++++ MATERIAL PROVIDED ++++

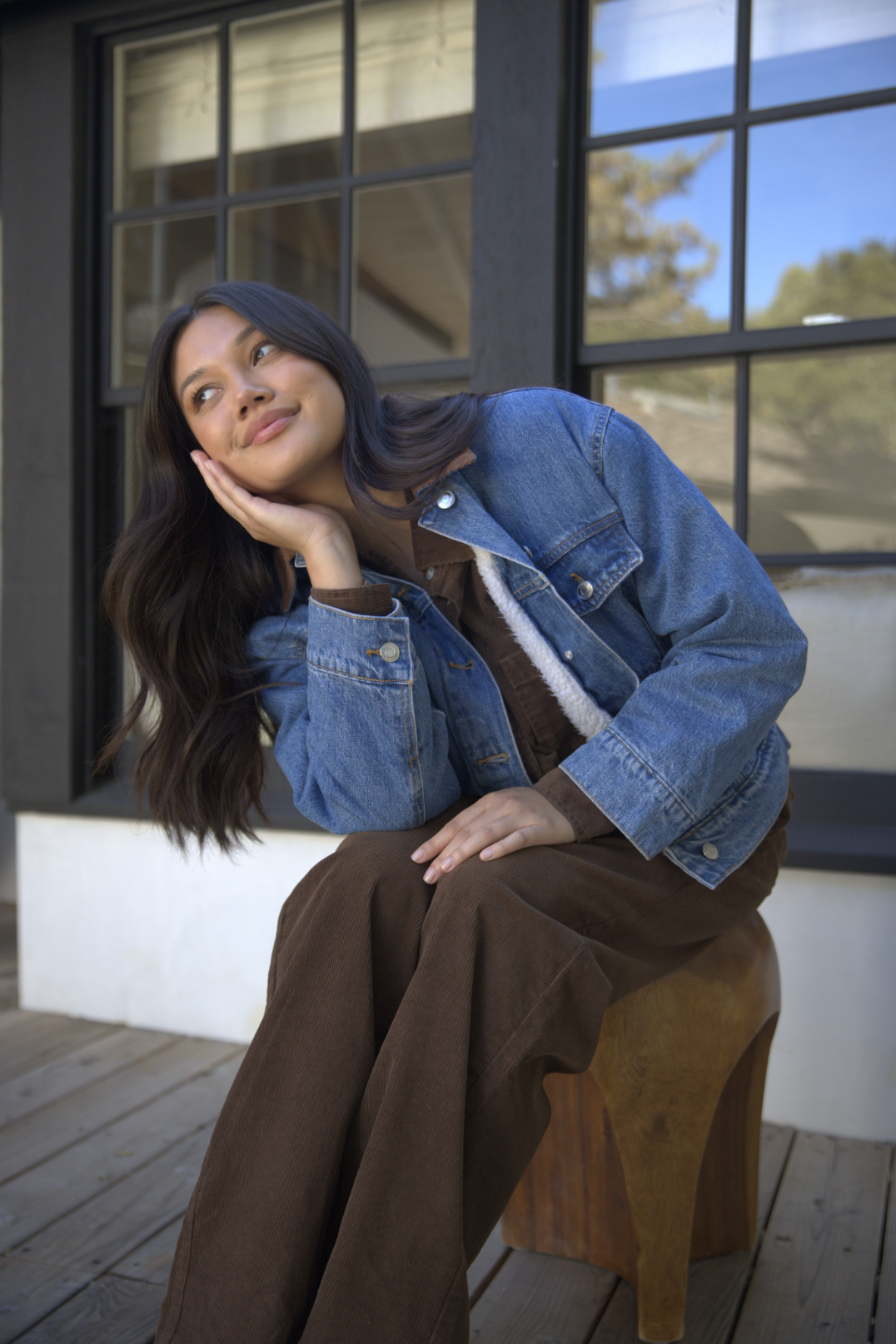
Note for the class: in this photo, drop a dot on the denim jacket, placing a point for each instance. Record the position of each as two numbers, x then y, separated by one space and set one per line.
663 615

++++
++++ MATERIAL PROVIDED ++++

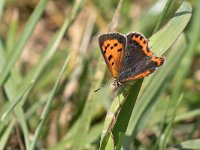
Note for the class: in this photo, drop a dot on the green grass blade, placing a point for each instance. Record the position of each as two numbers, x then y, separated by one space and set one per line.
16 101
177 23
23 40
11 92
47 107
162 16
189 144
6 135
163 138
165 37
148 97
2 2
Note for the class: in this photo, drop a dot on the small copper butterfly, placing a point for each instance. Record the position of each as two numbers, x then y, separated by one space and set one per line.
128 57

++++

Copy out each line of the records above that contains the word "then".

Note for the class: in this photo, drop a dot on the denim jacket, placing a point for each instance. Record the position of each as two numbers, x then y, separated by one space and set one per line.
Note for the class: in this photo, drop a dot on the green grass blade, placing a point for each instance. Record the position of each as two numbers, x then y, separated by one space and set one per line.
Note for the class: in this photo, drop a dot on the small copper butterfly, placing a point for each instance. Record the position of each as two numbers, x then y, separated by one space and set one per line.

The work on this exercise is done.